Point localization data
_ _ _

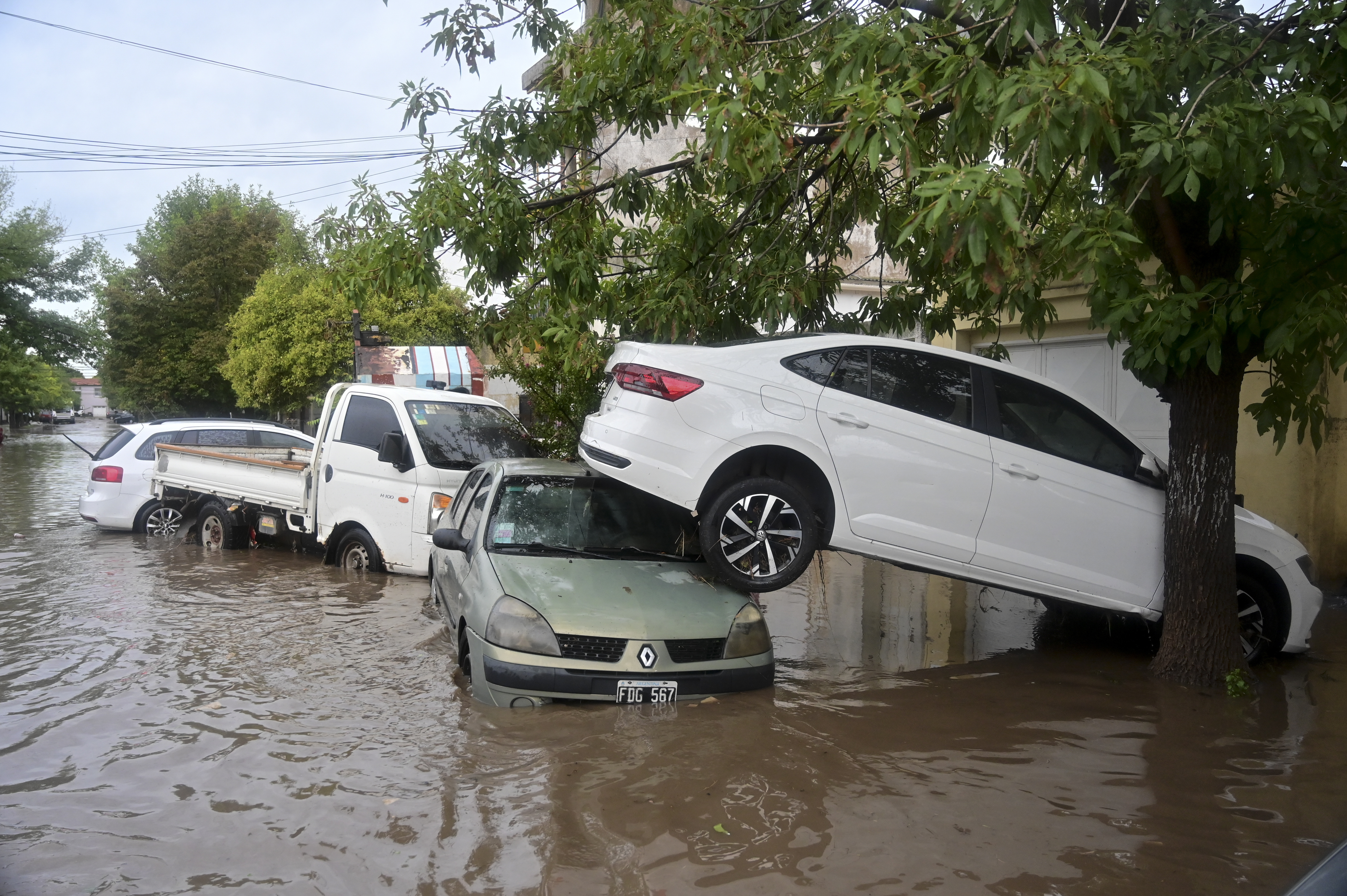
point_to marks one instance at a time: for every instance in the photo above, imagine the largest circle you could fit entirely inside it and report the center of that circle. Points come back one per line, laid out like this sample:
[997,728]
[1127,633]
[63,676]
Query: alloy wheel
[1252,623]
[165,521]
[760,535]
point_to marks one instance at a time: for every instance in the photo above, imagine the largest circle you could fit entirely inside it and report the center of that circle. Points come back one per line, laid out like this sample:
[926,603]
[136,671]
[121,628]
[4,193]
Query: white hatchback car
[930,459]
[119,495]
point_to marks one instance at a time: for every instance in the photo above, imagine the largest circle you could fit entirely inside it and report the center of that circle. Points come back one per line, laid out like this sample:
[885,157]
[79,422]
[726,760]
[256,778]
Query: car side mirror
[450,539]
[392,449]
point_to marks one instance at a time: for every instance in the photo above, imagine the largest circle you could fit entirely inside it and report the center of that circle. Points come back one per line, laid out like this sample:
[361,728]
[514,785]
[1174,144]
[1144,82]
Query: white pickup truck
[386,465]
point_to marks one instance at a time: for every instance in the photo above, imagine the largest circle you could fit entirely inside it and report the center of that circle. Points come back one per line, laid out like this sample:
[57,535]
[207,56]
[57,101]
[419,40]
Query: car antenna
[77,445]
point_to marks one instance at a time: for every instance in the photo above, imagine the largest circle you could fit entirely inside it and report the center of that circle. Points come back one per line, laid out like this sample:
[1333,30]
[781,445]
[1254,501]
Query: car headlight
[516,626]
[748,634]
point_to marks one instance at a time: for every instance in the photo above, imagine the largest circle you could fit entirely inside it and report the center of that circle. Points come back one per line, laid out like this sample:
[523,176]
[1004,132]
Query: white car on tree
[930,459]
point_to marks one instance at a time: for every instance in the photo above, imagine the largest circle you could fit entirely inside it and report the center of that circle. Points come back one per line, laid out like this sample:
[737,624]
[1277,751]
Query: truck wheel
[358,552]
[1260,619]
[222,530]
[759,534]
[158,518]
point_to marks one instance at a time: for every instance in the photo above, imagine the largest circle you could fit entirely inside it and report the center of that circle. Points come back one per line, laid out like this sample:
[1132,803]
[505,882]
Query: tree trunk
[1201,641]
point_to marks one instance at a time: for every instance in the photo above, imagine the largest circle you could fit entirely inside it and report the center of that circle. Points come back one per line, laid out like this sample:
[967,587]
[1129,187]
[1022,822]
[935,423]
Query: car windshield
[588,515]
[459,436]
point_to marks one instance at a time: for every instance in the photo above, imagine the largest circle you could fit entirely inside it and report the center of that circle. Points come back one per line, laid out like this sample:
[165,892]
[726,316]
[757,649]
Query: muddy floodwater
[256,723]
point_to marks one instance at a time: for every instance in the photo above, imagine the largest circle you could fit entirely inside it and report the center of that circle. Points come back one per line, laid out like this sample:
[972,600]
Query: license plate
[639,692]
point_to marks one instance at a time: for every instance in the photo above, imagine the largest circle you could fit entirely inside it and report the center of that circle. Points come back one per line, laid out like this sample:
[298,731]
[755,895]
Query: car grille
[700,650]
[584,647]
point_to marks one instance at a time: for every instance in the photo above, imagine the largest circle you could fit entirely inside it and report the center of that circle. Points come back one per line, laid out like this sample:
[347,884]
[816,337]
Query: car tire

_ _ _

- **DIRECTIONS FOR THIS TASK**: Output a verbatim copy of all entries above; no pictures go in it.

- **FINAL ANSWER**:
point_to marks one instance at a time: for every instance in the photo above, imagine the largest circle you could fit entirely inside it and report the center of that circle. Points come back one per line, laid out like this sample:
[997,728]
[1127,633]
[63,676]
Query: alloy wheel
[1252,623]
[165,521]
[760,535]
point_to marks one instance at a time: for every instance in the photo above, imagine the largest circle you could fit entirely inside it and report the center of that circle. Points come back one per line, laid out like this sample:
[926,603]
[136,671]
[121,628]
[4,193]
Query: white hatchback car
[930,459]
[119,495]
point_to marks one instance at a time: for every instance in the photo above, imagine the largest circle you could fit entirely inside it and report the center of that circle. Points come back one per line, laid out like this sample:
[885,157]
[79,422]
[726,760]
[256,778]
Query: car side mirror
[450,539]
[392,449]
point_to marks one instance at a time: for every instance in the photo above, imagine the largest circle you could fit entirely inside it and report the center of that circle. Points come back one per line, laid out like this sample:
[361,728]
[514,785]
[1174,144]
[1144,82]
Query: white pickup truck
[386,465]
point_to marks one instance at a time: for every instance in the photo above, imagine the largest circle you could fit entirely inside it and report the center of that circle. Points come back one per line, laid out like this sample:
[57,535]
[207,56]
[57,101]
[419,40]
Query: car antenna
[77,445]
point_to marks one instance at a time: for every instance in the photo above, imagine the largest circle you could fit entirely inside it and report the center of that circle. Points come back one per line, laid out like this sample:
[1333,30]
[781,445]
[1254,501]
Query: car headlight
[516,626]
[748,634]
point_to marks one instance at a time: for every instance in the photo above, imagine the largest circle you could fit entirely inside it and report the center of that circle. Points come back one per line, laid out like this sample:
[523,176]
[1004,132]
Query: white car on tree
[930,459]
point_to marks one instance at a time: for every instance in the photo above, imagine the largest circle you could fit entirely inside it and report the center of that circle. Points come back one per line, laid out like this sample:
[737,624]
[1277,751]
Query: truck wheel
[358,552]
[1260,619]
[222,530]
[759,534]
[158,518]
point_to marks one instance at a time: for every instance in the photo above, imagine the largest circle you could fit entirely inside it and report the center of that circle. Points come back one per line, laid out like this sample:
[1132,803]
[505,882]
Query: tree trunk
[1201,641]
point_to marks one instance at a time: for every instance in the photo above, imagine the largest circle you could fit entirely inside it and report the center of that circle. Points come back one per line, laid out like this sample:
[967,587]
[1129,187]
[1022,822]
[935,423]
Query: car windshield
[588,515]
[459,436]
point_to marks one instance at a time: for every instance in the photo above, imagine the largest circle you could fit entirely inside it and report the center of that circle. Points come back one per line, laid out like this sample:
[165,892]
[726,316]
[757,649]
Query: muddy floodwater
[256,723]
point_to marks one instance at a time: for every instance in the photo above, imagine the largest circle you could fit entirely inside it and report the center of that circle. Points come back one per line, laid out like this sample:
[972,600]
Query: license plate
[639,692]
point_to marks one instance at a time: for every instance in the photo above, imagine the largest circle you could fit entirely inside it and report the center of that circle. Points come back one per line, laid out like this sample:
[298,731]
[755,895]
Query: car grille
[700,650]
[584,647]
point_to marks one instance at a time: for every instance in the photo above, imagine the largest circle you could fit entirely inside it and report the center of that circle. Points come back one per line, laid out like this sample:
[347,884]
[816,337]
Query: car tire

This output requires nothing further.